The promise — and the gap
Imagine a future where your doctor estimates your risk of a heart attack, a specific cancer, or a mental health condition not from a quick checklist but from a number derived from your DNA.
That future is closer than many people realize. Polygenic risk scores — PRS for short — are already entering some clinics. But a new analysis of 25 years of research shows that the people studied so far don't look much like the world that will use the technology.
PRS combines hundreds or thousands of small genetic variants to estimate the risk of common conditions. They've been used in research on heart disease, schizophrenia, diabetes, breast cancer, and dozens of other illnesses.
Some health systems have started piloting them as part of preventive care. The first commercial PRS tests are already on the market.
That makes the question of who is included in the underlying research more urgent than ever. A risk score built from one population may not be accurate when applied to another.
The old way versus the new way
For most of medical history, risk prediction was based on family history and lifestyle factors. Genetics played a role only in obvious single-gene conditions.
PRS changes the math. Even small genetic differences, summed across thousands of locations in the genome, can produce a score that meaningfully separates higher-risk and lower-risk individuals.
But this only works well if the underlying genetic data look like the patient being scored. Scores trained on people of European descent often perform poorly when used on people of African, Asian, or Latin American ancestry.
How the analysis worked
Imagine taking a snapshot of a research field every year for 25 years. Where did the papers come from? Who funded them? What diseases were being studied? Which groups of patients were left out?

________

Can you copy the polygenic risk score article between "PRS combines hundreds" and "of other illnesses.", inclusive, swapping "illnesses" for "disorders"?

[Stored data entries]
________

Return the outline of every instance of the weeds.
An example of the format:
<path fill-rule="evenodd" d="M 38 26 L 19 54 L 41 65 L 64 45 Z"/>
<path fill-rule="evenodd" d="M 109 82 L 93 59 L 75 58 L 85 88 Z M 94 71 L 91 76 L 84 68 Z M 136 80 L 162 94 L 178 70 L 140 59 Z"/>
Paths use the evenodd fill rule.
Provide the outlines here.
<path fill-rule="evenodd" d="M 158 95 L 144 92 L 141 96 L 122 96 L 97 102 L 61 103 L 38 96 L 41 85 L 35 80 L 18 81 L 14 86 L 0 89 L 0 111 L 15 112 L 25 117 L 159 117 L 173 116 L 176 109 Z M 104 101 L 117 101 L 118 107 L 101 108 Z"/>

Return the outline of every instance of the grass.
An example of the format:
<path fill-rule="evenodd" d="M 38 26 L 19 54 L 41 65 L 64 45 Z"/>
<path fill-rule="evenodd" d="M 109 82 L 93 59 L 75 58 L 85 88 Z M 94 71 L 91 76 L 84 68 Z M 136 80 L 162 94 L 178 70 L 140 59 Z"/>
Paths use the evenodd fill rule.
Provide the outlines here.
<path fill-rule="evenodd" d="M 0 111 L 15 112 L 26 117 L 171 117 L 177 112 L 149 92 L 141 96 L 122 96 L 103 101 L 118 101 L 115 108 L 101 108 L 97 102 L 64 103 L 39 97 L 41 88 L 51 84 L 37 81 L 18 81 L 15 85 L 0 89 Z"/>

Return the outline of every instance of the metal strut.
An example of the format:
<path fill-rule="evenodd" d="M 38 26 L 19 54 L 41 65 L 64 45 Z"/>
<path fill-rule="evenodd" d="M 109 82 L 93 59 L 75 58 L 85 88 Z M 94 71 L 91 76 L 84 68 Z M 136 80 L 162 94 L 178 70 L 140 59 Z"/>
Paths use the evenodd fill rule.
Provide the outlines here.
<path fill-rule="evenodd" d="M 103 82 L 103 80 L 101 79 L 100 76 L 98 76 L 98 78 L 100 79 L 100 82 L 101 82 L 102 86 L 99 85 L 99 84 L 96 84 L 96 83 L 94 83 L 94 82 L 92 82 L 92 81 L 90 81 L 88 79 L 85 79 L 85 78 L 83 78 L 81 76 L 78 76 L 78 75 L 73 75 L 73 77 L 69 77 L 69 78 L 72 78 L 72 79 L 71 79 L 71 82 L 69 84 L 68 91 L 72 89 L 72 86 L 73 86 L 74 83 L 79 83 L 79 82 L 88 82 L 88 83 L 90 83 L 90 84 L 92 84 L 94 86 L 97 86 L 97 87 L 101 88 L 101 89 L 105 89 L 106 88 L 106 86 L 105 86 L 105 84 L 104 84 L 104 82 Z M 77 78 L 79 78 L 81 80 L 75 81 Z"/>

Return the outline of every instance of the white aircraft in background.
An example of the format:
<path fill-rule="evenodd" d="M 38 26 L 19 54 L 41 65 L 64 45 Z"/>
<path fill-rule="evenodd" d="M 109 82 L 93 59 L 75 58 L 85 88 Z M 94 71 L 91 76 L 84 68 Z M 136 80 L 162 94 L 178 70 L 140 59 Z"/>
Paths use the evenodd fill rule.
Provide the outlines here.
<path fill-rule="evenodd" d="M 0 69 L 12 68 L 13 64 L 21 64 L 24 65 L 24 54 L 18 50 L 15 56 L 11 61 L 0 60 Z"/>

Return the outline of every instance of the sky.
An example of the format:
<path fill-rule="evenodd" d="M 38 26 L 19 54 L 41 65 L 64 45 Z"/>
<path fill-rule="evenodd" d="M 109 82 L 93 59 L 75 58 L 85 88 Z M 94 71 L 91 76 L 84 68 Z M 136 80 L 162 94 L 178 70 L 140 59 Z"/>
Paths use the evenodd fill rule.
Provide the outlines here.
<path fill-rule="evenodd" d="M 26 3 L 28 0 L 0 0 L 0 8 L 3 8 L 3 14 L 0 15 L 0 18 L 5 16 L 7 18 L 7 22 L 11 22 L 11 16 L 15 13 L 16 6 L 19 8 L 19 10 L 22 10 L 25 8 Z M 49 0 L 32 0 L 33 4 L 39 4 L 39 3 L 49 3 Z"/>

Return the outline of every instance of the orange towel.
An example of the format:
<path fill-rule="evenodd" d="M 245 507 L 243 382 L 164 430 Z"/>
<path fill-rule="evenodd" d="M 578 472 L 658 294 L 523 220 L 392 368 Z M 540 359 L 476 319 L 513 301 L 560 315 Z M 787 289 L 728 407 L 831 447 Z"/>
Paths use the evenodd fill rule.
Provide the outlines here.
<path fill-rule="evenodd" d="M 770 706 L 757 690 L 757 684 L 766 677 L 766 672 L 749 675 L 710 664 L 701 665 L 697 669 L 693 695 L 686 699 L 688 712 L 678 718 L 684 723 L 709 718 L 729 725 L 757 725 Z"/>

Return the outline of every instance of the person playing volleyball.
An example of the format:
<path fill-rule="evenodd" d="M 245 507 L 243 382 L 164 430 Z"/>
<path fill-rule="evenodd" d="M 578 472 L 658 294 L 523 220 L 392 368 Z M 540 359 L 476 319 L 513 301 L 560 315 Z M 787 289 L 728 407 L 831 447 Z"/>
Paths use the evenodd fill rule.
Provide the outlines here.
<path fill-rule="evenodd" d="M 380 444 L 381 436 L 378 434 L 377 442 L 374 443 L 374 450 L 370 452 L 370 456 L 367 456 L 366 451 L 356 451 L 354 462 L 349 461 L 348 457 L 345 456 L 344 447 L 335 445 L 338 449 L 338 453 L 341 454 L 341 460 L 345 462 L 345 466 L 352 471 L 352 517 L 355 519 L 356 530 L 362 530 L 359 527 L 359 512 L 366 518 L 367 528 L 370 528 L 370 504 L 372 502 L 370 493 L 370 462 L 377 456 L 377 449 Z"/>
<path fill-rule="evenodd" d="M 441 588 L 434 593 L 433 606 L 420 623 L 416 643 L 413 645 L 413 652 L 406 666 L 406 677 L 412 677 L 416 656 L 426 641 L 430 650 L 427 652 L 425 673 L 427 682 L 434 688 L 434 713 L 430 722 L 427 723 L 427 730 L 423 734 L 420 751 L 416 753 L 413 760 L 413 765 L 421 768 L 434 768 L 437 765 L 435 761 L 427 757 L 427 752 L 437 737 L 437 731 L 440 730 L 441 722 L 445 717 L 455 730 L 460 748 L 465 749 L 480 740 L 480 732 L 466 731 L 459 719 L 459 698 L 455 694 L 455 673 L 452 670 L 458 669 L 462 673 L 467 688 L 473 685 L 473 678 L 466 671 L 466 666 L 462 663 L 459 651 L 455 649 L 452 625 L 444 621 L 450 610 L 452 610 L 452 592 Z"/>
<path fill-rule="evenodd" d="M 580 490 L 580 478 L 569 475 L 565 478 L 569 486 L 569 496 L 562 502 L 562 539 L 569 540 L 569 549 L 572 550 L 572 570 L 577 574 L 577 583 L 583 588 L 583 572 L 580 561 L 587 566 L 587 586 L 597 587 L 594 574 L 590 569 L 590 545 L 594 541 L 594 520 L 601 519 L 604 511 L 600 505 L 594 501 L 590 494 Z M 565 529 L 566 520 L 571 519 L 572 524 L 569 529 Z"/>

________

* Result of this task *
PRS combines hundreds or thousands of small genetic variants to estimate the risk of common conditions. They've been used in research on heart disease, schizophrenia, diabetes, breast cancer, and dozens of other disorders.